═════ PETIKAN TERPILIH

Sebuah Renungan Hidup: Saat Aku Memutuskan Bunuh Diri dan Melompat dari Atap Gedung

10:10 PM
Catatan DAPP - Terkadang, hidup terasa amat berat untuk dijalani. Satu per satu masalah datang menghampiri hingga jiwa dan raga ini tak kuasa lagi untuk menghadapinya. Pikiranku kian buntu, tak bisa lagi diajak berpikir jernih untuk mencari solusi. Sedangkan waktu terus berlari mengejarku, menuntut pertanggungjawaban untuk setiap permasalahan yang harus kuselesaikan. Tapi apa daya, keberuntungan tak lagi berpihak padaku. Aku lelah, Tuhan. Aku ingin terbebas dari masalah-masalah ini sebelum aku perlahan menjadi gila.

══════════
═════ DATA YANG DITAMPILKAN

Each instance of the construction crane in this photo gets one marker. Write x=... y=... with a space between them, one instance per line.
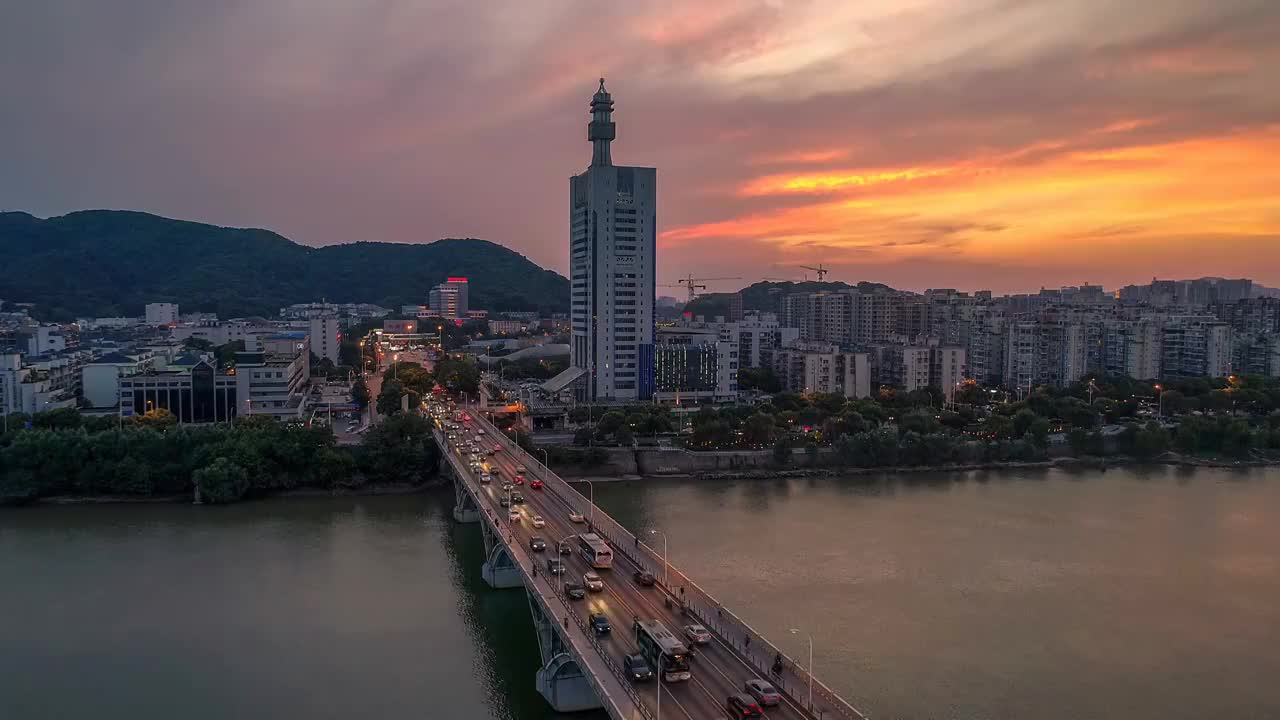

══════════

> **TUGAS ANDA**: Apakah setiap pernyataan berikut sesuai dengan petikan terpilih? Jawab ya atau tidak, lalu kutip kata-kata penentu dari petikan: (a) Penulis merasa pikirannya makin buntu. (b) Penulis merasa keberuntungan masih berpihak padanya. (c) Masalah-masalah datang sekaligus dalam satu waktu. Data tersebut tidak diperlukan di sini.

> **LATIHAN TERJAWAB**:
(a) Ya: "Pikiranku kian buntu, tak bisa lagi diajak berpikir jernih untuk mencari solusi."
(b) Tidak: "keberuntungan tak lagi berpihak padaku."
(c) Tidak: "Satu per satu masalah datang menghampiri."